__INSTRUCTIONS FOR THE TASK__: Give the records again exactly. Pictures do not belong in the copy.

__EXCERPTED DATA__:
· · ·
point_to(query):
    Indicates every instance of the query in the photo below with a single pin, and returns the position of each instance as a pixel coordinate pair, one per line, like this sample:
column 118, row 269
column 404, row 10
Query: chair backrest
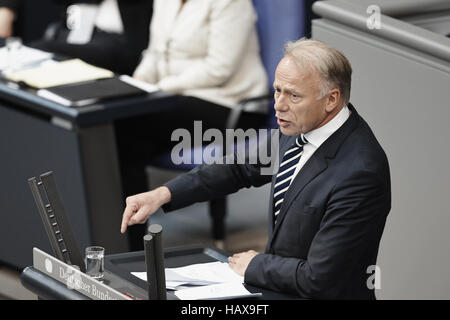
· · ·
__TASK OUTPUT__:
point_to(query):
    Indicates every instance of the query in the photo below with a single pin, and returns the position of each instance as a pixel coordinate pair, one per line, like this sample:
column 118, row 269
column 404, row 10
Query: chair backrest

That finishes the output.